▶ [WRITTEN PROBLEM]: Can you rewrite every row below, requests included, scaling each x and y coordinate in the answers by 1.4 and rounding to the nearest whole number, with halves rounded up?

▶ [RECORDED DATA]:

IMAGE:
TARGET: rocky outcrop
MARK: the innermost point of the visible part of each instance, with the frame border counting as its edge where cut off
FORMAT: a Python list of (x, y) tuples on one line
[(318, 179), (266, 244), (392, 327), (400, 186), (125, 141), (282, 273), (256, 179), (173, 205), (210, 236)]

▶ [EXPECTED ANSWER]:
IMAGE:
TARGET: rocky outcrop
MARK: the innermost point of the visible part of each instance, with the frame border counting as its edge where cut off
FORMAT: a Python list of (x, y) tuples on one line
[(445, 251), (372, 342), (549, 458), (560, 260), (175, 197), (395, 382), (358, 251), (242, 287), (294, 330)]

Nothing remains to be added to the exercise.